* TASK DIRECTIONS:
How many lines in the records below contain the string "moose"? Reply with the number alone.
-- Begin RECORD LIST --
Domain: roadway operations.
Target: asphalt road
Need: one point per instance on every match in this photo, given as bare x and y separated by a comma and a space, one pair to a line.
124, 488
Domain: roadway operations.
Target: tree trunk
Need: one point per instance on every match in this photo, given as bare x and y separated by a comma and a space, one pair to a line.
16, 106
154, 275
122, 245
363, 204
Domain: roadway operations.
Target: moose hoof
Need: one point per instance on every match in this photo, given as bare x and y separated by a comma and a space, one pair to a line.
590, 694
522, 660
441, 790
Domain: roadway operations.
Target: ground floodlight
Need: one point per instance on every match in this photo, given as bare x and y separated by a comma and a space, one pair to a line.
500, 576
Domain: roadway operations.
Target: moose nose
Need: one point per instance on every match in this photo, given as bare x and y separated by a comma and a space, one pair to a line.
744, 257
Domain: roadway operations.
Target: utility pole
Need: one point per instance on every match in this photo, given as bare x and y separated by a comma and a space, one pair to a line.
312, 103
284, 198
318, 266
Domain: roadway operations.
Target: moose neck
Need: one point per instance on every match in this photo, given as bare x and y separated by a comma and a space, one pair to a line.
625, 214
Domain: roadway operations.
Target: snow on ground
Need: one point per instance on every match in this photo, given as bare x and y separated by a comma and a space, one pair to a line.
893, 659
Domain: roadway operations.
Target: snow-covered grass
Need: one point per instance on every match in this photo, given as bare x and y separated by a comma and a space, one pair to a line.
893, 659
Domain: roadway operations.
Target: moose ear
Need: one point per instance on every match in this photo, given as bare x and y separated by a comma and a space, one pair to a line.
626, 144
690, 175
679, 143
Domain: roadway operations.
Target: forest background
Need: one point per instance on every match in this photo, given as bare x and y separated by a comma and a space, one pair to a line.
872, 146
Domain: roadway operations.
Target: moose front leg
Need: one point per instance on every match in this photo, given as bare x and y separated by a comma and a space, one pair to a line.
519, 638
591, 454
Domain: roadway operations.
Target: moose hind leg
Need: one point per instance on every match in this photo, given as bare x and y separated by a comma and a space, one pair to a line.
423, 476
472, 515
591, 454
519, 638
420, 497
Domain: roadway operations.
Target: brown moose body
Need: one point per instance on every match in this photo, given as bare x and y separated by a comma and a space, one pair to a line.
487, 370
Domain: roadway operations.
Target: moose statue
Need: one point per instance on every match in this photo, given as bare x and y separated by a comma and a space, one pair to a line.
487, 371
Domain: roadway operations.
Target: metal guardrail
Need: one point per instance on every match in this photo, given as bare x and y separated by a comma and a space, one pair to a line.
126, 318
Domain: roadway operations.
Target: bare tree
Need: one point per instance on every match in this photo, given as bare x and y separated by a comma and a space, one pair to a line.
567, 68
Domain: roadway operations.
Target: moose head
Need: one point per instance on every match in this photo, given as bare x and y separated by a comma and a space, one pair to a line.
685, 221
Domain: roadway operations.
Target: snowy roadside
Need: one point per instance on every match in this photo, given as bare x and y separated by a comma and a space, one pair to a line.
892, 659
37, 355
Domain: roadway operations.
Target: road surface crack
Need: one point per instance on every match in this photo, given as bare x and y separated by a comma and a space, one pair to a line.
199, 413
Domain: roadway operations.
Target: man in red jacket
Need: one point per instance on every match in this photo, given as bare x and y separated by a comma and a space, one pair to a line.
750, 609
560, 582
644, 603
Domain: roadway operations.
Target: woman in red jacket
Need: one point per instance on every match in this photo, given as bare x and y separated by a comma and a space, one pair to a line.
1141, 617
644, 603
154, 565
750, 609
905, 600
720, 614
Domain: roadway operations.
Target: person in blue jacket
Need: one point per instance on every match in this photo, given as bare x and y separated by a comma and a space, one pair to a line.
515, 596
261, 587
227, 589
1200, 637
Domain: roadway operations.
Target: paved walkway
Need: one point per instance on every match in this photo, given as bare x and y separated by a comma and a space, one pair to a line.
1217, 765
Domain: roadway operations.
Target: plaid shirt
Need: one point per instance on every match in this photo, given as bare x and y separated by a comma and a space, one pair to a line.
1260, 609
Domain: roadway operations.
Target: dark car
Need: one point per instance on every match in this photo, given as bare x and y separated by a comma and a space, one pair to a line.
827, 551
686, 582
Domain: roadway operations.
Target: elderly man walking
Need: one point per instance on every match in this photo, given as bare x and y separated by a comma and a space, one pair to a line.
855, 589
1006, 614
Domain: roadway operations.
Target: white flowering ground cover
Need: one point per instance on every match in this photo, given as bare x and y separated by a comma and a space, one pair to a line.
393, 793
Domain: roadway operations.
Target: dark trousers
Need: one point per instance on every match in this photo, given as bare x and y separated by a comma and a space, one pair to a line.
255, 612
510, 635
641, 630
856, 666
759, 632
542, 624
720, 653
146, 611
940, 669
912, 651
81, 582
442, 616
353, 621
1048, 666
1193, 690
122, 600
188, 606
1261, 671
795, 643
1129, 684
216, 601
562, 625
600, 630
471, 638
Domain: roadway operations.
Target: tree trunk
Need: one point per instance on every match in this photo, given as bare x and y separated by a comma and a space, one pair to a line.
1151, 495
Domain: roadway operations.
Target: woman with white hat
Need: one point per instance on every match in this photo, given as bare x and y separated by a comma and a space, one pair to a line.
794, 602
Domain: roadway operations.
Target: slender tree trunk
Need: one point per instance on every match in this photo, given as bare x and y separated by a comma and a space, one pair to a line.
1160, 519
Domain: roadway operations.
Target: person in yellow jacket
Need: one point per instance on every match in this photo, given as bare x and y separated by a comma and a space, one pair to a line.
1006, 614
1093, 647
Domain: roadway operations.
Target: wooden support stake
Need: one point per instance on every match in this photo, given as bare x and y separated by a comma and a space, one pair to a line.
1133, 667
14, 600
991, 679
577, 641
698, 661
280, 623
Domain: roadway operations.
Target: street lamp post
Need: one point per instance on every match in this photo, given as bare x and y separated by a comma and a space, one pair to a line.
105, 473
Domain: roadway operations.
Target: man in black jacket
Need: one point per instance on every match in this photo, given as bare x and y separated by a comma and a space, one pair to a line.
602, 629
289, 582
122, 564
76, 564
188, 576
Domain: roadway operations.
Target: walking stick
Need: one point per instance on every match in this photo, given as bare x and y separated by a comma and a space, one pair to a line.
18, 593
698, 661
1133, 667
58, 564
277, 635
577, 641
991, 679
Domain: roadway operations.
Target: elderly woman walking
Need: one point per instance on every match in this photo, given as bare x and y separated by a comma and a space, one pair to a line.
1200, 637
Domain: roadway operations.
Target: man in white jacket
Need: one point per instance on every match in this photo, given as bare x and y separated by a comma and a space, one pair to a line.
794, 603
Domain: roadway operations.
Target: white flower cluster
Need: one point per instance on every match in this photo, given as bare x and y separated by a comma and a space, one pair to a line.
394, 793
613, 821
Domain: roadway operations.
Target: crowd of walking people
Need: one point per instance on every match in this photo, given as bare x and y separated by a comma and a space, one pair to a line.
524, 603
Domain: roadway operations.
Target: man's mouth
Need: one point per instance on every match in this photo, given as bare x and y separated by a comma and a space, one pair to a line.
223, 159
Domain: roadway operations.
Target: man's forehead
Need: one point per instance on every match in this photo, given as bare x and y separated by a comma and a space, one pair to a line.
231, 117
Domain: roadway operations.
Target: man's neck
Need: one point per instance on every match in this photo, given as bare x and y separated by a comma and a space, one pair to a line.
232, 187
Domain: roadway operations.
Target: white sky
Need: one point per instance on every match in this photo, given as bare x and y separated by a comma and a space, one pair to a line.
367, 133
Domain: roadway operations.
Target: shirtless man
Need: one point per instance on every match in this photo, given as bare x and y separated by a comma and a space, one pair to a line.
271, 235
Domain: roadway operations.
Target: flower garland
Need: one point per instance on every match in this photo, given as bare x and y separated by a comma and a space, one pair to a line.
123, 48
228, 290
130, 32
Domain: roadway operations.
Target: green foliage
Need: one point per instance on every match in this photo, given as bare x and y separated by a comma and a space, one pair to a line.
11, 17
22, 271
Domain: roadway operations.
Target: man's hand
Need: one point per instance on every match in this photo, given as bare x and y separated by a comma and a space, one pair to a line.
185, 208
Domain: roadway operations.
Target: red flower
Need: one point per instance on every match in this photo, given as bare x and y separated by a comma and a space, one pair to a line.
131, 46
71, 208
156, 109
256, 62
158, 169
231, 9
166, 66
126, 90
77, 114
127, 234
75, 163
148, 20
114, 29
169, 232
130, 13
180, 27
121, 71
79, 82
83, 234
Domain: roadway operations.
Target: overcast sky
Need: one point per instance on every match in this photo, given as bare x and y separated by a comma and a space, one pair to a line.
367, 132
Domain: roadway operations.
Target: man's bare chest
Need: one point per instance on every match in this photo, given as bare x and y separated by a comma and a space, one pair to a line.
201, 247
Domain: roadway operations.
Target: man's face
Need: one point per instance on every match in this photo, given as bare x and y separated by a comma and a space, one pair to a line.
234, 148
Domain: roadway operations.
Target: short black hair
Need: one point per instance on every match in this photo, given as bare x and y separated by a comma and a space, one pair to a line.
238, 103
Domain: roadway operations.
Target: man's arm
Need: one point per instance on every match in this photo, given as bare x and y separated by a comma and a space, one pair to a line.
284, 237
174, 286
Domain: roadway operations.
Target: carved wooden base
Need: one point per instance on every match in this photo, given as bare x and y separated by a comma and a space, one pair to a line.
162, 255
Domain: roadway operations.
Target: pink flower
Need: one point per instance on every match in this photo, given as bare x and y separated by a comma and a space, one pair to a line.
-- End RECORD LIST --
* RESULT FOR THIS EXERCISE:
9